Texte fourni:
● ● ●

L’Espagne des marges : au centre du jeu politique ?

 

Depuis le 19 septembre 2023, le basque, le catalan et le galicien résonnent au Congrès des députés à Madrid habitué jusqu’ici au castillan, seule langue autorisée dans l’hémicycle. Cette revendication des mouvements autonomistes a été satisfaite par le Premier ministre, Pedro Sánchez (depuis 2018), pour s’attirer leur bonne grâce et ainsi rester au pouvoir malgré la deuxième place des socialistes aux élections législatives du 23 juillet.

L’Espagne contemporaine est marquée par le modèle des autonomies basé sur plusieurs nationalités. Il protège les identités culturelles et linguistiques de différentes régions ; il remonte à la période de la transition démocratique permise par la mort de Francisco Franco (1892-1975) et l’adoption d’une nouvelle Constitution en 1978. La volonté était alors de tourner le dos à des décennies de régime autoritaire (1939-1977) et de négation des langues locales autres que le castillan. Le retour à la démocratie se fait par une série de réformes conduisant à l’amnistie générale pour tous les prisonniers politiques, à la légalisation du multipartisme, au rétablissement de la liberté et à la mise en place du statut d’autonomie.

● ● ●

Données affichées:
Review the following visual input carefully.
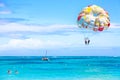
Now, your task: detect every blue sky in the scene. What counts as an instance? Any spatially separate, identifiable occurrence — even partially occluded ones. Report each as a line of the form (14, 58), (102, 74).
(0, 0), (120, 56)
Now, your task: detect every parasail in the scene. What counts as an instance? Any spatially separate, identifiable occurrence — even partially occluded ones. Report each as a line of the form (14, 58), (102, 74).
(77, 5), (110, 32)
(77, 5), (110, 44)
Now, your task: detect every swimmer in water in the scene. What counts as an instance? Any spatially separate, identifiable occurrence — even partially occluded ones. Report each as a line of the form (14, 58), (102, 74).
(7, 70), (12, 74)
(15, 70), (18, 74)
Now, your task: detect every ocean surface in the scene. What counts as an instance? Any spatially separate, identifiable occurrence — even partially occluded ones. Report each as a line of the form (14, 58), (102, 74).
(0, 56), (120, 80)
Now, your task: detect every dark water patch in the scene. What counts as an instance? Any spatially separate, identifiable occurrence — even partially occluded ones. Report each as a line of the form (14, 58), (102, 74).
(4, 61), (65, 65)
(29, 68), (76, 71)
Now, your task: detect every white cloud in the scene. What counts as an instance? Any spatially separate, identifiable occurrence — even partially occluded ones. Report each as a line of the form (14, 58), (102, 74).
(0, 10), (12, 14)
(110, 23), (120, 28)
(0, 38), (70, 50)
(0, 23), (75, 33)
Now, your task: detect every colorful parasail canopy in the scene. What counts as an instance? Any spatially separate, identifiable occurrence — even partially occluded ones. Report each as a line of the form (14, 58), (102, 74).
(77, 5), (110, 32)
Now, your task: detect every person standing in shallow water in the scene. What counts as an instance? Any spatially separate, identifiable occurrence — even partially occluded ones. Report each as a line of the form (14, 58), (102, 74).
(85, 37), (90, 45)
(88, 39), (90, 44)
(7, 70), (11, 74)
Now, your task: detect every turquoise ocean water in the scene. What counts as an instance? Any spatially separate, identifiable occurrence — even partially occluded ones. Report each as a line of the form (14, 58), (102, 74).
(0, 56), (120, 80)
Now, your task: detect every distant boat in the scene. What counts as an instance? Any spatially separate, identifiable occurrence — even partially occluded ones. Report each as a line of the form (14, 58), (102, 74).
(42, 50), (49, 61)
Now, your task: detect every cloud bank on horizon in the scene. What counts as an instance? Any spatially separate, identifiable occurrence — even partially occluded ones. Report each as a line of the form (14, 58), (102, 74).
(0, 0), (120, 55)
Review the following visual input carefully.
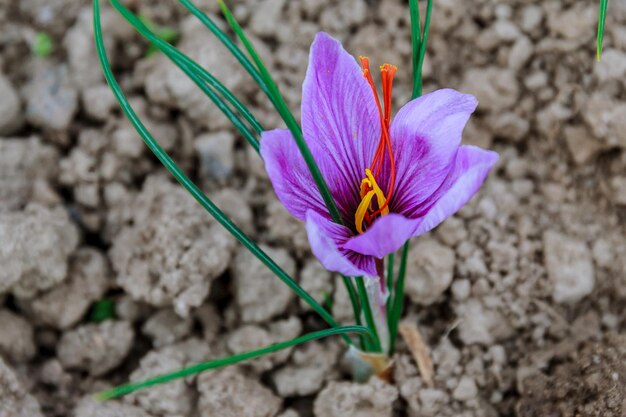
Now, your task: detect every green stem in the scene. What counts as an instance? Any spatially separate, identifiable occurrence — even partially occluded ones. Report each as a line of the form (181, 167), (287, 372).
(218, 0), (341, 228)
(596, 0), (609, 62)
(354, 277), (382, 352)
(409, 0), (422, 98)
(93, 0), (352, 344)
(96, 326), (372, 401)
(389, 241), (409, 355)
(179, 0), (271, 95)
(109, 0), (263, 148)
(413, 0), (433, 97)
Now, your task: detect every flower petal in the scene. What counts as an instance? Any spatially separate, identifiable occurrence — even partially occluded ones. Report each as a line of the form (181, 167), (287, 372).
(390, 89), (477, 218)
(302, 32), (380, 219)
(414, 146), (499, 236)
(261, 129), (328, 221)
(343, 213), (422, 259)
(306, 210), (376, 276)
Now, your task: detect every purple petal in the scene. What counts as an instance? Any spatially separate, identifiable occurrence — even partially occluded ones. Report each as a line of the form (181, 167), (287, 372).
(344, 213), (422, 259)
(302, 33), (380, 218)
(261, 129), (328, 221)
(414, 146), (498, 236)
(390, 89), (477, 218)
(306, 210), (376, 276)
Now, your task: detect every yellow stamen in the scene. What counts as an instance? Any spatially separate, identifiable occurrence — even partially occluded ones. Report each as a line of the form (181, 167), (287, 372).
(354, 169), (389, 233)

● ● ●

Objet de la tâche: Reformulez sous forme de liste le paragraphe du texte fourni qui commence par « L’Espagne contemporaine est marquée », en conservant ses faits principaux.

Réponse:
- L’Espagne contemporaine repose sur le modèle des autonomies, fondé sur plusieurs nationalités.
- Ce modèle protège les identités culturelles et linguistiques de différentes régions.
- Il date de la transition démocratique, rendue possible par la mort de Francisco Franco (1892-1975) et par la nouvelle Constitution de 1978.
- L’objectif était de rompre avec des décennies de régime autoritaire (1939-1977) et de négation des langues locales autres que le castillan.
- Le retour à la démocratie passe par plusieurs réformes :
  - amnistie générale pour tous les prisonniers politiques ;
  - légalisation du multipartisme ;
  - rétablissement de la liberté ;
  - mise en place du statut d’autonomie.